:: What you need to do ::
Transcribe the following text on Ireland's no-deal Brexit planning word for word, in full.

:: Text section ::
The Cabinet this morning discussed four memos relating to no-deal planning: on Common Travel Area, transport, medicinal supply, legislation required. Planning permission is not required for airports etc, and Minister for Finance has power to direct the OPW in areas where required.

The Dáil is supposed to be in recess for SPD from Mar 13th to 26th, which may not in fact happen.

UPDATE (14 Jan 2019) : Leo Varadkar confirms that Ireland is bringing forward *ONE SINGLE* omnibus Brexit preparedness bill, to deal with *TWENTY ONE* areas in which primary legislation is needed to respond to the effects of a no-deal Brexit.

Ireland has now published its Brexit no deal contingency action plan. This document is here. It has as an Annex, the EU implementation document for its no deal contingency action plan published today, the Q&A, and the EU action plan published in November (I posted about these earlier).

The Ireland plan identifies substantive new legislation will be introduced in January 2019. A government meeting is scheduled for 3rd January 2019.

I will create an Ireland Brexit Law List and add this to the Cardinal Environment EHS Legislation Registers & Checklists.

EU No Deal Contingency Plan Update (EU Brexit)

As they promised, the European Commission has now published its update to its contingency plan for No Deal – 14 legal measures. This document is here.

:: Source data ::
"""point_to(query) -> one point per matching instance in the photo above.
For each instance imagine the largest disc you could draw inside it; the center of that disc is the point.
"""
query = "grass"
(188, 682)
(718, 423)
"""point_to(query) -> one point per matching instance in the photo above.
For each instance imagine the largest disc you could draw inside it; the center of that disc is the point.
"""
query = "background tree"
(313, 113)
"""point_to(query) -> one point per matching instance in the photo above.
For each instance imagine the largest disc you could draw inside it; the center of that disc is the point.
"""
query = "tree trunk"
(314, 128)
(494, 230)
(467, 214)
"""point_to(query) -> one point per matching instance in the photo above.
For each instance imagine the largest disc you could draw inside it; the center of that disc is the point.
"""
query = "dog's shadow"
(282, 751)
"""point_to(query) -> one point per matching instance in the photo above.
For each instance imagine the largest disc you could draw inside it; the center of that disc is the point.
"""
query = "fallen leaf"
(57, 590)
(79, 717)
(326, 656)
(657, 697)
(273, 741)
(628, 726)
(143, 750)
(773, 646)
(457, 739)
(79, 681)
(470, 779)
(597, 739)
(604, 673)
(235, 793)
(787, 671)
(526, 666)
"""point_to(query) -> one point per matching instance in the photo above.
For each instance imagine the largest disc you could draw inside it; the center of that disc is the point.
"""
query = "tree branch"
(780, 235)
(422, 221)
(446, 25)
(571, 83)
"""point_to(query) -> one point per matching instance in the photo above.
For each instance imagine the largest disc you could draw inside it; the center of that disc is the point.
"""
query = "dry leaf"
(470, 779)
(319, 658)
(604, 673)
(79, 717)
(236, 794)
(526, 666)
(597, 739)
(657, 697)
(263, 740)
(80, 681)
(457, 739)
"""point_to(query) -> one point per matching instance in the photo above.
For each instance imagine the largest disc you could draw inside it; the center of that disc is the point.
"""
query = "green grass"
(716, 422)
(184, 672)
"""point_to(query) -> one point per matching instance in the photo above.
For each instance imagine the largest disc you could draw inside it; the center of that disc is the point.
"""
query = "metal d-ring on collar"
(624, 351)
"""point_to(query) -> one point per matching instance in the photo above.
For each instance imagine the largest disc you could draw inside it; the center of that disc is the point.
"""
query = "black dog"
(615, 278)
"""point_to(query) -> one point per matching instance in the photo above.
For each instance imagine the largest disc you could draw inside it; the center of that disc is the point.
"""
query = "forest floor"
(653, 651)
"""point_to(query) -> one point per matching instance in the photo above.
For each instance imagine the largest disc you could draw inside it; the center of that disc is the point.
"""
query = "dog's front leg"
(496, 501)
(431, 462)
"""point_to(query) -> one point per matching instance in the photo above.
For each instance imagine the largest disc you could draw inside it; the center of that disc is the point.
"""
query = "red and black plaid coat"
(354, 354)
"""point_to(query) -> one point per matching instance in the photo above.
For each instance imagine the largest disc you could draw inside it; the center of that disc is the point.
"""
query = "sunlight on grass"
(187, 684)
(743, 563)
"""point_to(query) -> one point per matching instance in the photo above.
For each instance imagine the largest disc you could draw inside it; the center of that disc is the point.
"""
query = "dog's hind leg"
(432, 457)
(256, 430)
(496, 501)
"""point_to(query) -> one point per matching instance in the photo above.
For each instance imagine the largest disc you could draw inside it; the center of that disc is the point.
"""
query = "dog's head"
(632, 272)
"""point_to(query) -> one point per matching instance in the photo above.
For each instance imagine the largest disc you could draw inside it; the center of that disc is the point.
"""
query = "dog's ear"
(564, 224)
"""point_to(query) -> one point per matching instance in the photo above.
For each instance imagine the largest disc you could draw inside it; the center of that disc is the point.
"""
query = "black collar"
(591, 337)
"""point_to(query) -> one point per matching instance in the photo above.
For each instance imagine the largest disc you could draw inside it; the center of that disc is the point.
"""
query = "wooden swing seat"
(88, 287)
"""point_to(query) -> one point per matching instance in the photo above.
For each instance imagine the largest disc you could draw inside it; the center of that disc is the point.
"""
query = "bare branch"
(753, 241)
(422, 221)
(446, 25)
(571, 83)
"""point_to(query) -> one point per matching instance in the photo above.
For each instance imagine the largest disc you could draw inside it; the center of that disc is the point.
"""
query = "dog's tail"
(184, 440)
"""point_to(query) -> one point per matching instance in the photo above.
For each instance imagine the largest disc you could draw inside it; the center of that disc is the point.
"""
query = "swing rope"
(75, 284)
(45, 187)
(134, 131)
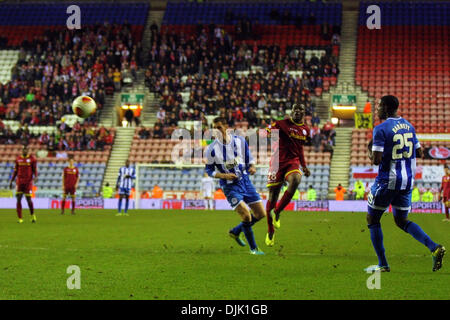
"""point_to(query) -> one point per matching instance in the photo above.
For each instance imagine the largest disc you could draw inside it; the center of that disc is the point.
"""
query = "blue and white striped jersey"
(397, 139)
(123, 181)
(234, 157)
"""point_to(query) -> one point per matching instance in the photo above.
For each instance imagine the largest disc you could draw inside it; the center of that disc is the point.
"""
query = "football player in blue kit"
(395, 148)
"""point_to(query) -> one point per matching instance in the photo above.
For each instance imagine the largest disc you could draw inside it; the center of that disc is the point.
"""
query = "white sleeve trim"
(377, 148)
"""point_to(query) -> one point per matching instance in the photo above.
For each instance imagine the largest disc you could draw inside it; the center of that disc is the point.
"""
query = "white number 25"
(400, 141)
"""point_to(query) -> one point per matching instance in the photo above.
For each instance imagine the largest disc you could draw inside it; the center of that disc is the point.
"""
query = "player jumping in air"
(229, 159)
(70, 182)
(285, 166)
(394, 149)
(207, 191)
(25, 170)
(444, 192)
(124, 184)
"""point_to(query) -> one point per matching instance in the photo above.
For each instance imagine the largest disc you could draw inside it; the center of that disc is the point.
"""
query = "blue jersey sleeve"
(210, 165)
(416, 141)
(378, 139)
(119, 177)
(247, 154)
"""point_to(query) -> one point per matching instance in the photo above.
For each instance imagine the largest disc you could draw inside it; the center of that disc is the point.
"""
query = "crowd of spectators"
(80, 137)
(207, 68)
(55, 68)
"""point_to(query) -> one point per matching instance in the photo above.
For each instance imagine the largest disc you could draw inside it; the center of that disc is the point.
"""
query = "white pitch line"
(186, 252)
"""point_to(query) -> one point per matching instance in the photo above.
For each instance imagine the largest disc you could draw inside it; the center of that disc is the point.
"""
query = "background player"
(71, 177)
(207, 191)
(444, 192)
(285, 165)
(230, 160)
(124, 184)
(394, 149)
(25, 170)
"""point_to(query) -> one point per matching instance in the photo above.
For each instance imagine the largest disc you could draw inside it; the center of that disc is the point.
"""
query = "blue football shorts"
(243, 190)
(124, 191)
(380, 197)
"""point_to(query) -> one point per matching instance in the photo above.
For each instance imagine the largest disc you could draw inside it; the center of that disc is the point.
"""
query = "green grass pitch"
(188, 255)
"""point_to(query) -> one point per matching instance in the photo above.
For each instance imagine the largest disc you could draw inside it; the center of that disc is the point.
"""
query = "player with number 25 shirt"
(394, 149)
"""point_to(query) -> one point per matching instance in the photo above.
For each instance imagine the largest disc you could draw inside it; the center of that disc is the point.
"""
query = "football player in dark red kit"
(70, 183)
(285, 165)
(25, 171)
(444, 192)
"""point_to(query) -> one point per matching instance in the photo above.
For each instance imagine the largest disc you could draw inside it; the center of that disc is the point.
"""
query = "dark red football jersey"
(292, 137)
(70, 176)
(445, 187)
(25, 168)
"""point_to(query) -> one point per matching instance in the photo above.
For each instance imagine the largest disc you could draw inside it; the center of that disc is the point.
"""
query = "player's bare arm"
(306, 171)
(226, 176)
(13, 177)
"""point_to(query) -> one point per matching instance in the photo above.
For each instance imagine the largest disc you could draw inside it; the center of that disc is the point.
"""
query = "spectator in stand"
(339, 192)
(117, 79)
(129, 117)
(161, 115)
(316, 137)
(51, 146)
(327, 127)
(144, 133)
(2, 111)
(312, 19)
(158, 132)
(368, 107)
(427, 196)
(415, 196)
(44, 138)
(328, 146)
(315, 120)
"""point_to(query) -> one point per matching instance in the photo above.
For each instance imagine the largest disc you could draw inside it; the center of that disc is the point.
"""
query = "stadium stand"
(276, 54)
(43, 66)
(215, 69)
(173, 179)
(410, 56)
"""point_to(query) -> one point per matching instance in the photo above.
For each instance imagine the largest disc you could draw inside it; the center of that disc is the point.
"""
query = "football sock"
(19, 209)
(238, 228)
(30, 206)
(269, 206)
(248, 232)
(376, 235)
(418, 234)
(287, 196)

--

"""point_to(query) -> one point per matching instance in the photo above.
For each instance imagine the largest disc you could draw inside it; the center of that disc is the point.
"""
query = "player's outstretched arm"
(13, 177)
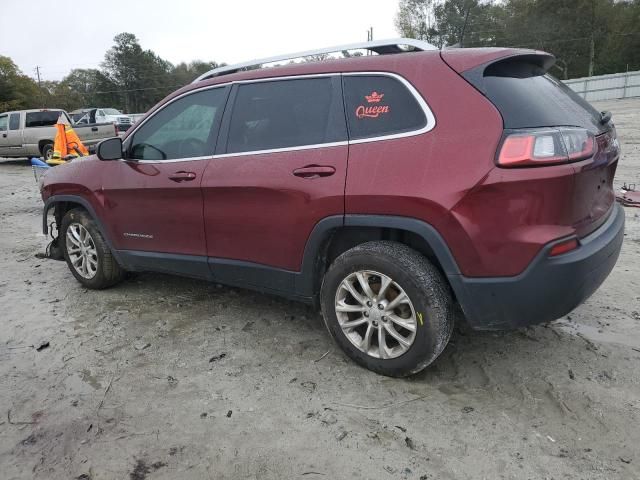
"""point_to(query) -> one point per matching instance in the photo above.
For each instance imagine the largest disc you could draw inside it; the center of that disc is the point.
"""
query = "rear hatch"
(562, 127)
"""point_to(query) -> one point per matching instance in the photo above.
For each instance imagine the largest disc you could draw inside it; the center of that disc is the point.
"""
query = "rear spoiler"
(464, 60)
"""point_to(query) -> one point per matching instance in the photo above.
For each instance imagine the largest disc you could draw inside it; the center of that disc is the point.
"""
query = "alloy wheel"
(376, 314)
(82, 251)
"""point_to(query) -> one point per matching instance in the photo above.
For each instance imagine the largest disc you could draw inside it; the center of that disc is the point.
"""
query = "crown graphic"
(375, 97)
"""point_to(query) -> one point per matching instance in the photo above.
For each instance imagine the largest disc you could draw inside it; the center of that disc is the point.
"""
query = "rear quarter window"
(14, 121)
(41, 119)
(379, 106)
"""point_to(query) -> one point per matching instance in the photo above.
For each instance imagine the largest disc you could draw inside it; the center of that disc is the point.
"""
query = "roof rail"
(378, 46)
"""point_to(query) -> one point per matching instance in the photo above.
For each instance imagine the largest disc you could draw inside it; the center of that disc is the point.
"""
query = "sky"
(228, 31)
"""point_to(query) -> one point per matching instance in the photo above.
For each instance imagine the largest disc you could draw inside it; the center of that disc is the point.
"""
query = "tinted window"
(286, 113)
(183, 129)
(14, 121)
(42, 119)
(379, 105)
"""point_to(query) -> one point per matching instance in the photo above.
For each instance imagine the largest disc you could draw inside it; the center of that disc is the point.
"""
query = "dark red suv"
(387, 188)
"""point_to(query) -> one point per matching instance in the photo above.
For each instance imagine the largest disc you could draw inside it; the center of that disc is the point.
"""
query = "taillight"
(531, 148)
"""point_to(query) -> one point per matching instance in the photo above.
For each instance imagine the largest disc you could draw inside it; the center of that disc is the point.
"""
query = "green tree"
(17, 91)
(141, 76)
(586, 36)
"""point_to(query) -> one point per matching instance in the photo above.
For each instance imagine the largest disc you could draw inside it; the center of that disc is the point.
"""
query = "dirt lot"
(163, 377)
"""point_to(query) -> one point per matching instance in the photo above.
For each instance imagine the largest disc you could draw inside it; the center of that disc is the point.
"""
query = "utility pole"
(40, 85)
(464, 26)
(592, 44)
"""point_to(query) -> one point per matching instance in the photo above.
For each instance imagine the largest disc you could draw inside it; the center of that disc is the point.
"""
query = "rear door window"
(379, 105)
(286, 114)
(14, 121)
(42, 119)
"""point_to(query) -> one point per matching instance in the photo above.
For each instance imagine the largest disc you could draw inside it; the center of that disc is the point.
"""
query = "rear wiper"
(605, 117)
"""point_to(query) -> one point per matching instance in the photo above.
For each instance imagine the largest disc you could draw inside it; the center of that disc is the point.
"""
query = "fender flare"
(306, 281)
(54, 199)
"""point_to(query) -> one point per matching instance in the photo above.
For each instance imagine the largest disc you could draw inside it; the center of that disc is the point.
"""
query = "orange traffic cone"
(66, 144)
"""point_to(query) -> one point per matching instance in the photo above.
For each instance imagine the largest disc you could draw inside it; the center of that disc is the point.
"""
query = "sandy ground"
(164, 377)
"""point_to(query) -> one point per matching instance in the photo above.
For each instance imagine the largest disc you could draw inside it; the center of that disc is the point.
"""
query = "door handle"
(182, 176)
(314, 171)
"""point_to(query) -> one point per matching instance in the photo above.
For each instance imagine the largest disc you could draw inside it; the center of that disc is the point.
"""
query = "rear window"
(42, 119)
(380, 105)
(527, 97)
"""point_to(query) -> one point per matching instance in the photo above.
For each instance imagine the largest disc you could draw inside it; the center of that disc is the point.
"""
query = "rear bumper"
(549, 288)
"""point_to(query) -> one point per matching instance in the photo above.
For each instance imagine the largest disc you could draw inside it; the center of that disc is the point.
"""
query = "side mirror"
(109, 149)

---

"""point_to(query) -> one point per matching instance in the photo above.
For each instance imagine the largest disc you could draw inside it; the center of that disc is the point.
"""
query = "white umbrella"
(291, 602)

:: Output of the exercise ::
The Cabinet this morning discussed four memos relating to no-deal planning: on Common Travel Area, transport, medicinal supply, legislation required. Planning permission is not required for airports etc, and Minister for Finance has power to direct the OPW in areas where required.

The Dáil is supposed to be in recess for SPD from Mar 13th to 26th, which may not in fact happen.

UPDATE (14 Jan 2019) : Leo Varadkar confirms that Ireland is bringing forward *ONE SINGLE* omnibus Brexit preparedness bill, to deal with *TWENTY ONE* areas in which primary legislation is needed to respond to the effects of a no-deal Brexit.

Ireland has now published its Brexit no deal contingency action plan. This document is here. It has as an Annex, the EU implementation document for its no deal contingency action plan published today, the Q&A, and the EU action plan published in November (I posted about these earlier).

The Ireland plan identifies substantive new legislation will be introduced in January 2019. A government meeting is scheduled for 3rd January 2019.

I will create an Ireland Brexit Law List and add this to the Cardinal Environment EHS Legislation Registers & Checklists.

EU No Deal Contingency Plan Update (EU Brexit)

As they promised, the European Commission has now published its update to its contingency plan for No Deal – 14 legal measures. This document is here.